Saved entries:
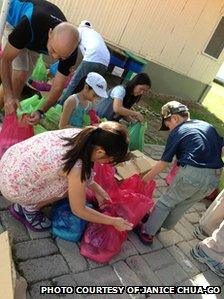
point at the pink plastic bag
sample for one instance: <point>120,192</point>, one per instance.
<point>172,173</point>
<point>104,176</point>
<point>13,131</point>
<point>101,242</point>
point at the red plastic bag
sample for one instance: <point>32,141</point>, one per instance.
<point>13,131</point>
<point>172,173</point>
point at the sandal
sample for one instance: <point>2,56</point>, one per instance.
<point>145,238</point>
<point>35,221</point>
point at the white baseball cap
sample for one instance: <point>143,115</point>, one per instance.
<point>86,23</point>
<point>98,84</point>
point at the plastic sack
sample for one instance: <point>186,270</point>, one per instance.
<point>133,200</point>
<point>101,242</point>
<point>170,176</point>
<point>40,71</point>
<point>38,129</point>
<point>13,131</point>
<point>104,176</point>
<point>54,68</point>
<point>136,134</point>
<point>65,224</point>
<point>52,117</point>
<point>29,105</point>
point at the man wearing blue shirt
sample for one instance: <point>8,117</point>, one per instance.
<point>198,149</point>
<point>35,26</point>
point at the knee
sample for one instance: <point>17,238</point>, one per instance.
<point>20,77</point>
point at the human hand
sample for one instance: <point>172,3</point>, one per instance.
<point>138,116</point>
<point>11,105</point>
<point>121,224</point>
<point>102,197</point>
<point>34,118</point>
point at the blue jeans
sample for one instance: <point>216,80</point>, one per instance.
<point>83,69</point>
<point>190,185</point>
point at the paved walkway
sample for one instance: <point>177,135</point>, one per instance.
<point>48,261</point>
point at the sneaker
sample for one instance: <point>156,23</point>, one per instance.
<point>202,257</point>
<point>145,238</point>
<point>35,221</point>
<point>198,232</point>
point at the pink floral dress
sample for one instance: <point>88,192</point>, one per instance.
<point>30,170</point>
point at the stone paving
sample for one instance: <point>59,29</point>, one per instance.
<point>47,261</point>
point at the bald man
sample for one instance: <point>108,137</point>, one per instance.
<point>35,26</point>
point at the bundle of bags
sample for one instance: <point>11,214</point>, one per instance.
<point>131,200</point>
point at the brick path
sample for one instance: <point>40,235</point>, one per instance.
<point>44,260</point>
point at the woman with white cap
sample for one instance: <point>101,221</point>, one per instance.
<point>96,57</point>
<point>80,104</point>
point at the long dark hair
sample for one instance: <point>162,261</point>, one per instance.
<point>81,85</point>
<point>111,136</point>
<point>129,99</point>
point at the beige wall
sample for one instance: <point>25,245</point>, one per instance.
<point>172,33</point>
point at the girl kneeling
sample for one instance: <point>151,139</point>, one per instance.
<point>55,164</point>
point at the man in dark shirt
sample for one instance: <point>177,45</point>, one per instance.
<point>35,26</point>
<point>198,149</point>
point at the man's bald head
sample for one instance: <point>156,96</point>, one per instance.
<point>63,40</point>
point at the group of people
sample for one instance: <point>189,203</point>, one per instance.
<point>58,164</point>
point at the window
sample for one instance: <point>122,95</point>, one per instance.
<point>216,44</point>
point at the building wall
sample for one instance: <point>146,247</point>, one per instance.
<point>168,32</point>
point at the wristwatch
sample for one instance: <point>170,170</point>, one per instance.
<point>41,113</point>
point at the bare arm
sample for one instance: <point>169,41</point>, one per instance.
<point>157,168</point>
<point>77,195</point>
<point>68,108</point>
<point>121,110</point>
<point>55,92</point>
<point>100,193</point>
<point>8,55</point>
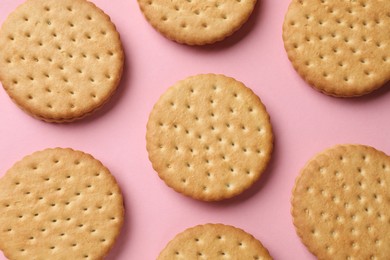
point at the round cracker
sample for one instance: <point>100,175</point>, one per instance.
<point>339,47</point>
<point>341,203</point>
<point>59,60</point>
<point>209,137</point>
<point>214,241</point>
<point>59,204</point>
<point>196,22</point>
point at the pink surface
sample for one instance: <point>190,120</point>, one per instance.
<point>304,120</point>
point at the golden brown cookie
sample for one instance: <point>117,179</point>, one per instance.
<point>59,60</point>
<point>341,203</point>
<point>209,137</point>
<point>214,241</point>
<point>196,22</point>
<point>340,47</point>
<point>59,204</point>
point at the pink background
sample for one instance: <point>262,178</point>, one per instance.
<point>304,120</point>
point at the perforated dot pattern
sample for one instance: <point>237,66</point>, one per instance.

# [TASK GOAL]
Write down only the closing run of lines: the one containing "sample for one instance: <point>262,178</point>, one" and every line after it to the end of the entries, exactly.

# [ANSWER]
sample for one instance: <point>262,178</point>, one per instance.
<point>304,120</point>
point at the perforated dot pattern
sample for one instance: <point>237,66</point>, one per instance.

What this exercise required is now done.